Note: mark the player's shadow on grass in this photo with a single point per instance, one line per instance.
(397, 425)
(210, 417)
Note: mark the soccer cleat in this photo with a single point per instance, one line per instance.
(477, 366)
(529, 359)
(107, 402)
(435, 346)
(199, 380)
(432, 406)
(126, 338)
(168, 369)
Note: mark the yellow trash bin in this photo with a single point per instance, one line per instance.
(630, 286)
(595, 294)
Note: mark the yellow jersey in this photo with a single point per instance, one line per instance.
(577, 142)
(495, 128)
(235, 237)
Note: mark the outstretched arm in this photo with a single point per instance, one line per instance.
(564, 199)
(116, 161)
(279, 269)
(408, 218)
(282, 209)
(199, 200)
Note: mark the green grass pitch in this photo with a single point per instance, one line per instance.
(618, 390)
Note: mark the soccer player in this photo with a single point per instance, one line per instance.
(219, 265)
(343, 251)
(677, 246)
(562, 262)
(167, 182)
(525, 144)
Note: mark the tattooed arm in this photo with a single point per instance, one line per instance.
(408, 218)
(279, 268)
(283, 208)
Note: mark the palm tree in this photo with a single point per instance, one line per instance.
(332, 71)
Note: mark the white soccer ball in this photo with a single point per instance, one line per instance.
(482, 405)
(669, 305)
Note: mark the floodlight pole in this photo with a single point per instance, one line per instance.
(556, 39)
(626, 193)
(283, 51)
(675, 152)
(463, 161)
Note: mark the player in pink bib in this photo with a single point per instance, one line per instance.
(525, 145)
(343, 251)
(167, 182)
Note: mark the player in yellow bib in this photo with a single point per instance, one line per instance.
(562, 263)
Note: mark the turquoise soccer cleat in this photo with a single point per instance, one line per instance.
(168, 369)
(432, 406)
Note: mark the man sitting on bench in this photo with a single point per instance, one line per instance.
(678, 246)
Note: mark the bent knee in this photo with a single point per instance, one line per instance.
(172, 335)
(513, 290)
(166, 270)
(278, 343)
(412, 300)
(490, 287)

:::::

위 기록에서 “Note: mark the floodlight” 문구가 포함된 줄부터 기록의 마지막 줄까지만 요청 줄도 빠짐없이 다시 쓰되, 답에 있는 좌표 값은 모두 0.5를 곱한 뒤 정수로 반올림하세요(소수점 이하가 정확히 0.5이면 올림). 요청 문장은 그대로 두고, 이 범위 밖의 줄은 쓰지 마세요.

작성한 답변:
Note: mark the floodlight pole in this photo with a single point per instance, one line per instance.
(278, 20)
(313, 97)
(142, 26)
(338, 76)
(232, 81)
Note: mark the player in pink bib in this photo with a single point per instance, one line per instance.
(263, 73)
(172, 126)
(84, 91)
Note: mark the player in yellow bib in this photo with a single point per instance, one line per instance.
(281, 132)
Note: mark the turquoise soccer cleat in this photo with a single point per instance, one line per instance.
(84, 185)
(216, 203)
Note: mark the man sitting on bench in this photo with a single point per instance, one line per instance.
(339, 123)
Note: mark the bent knee in this photo with a single point per instance, one line per instance.
(86, 168)
(257, 145)
(83, 135)
(139, 172)
(206, 150)
(245, 144)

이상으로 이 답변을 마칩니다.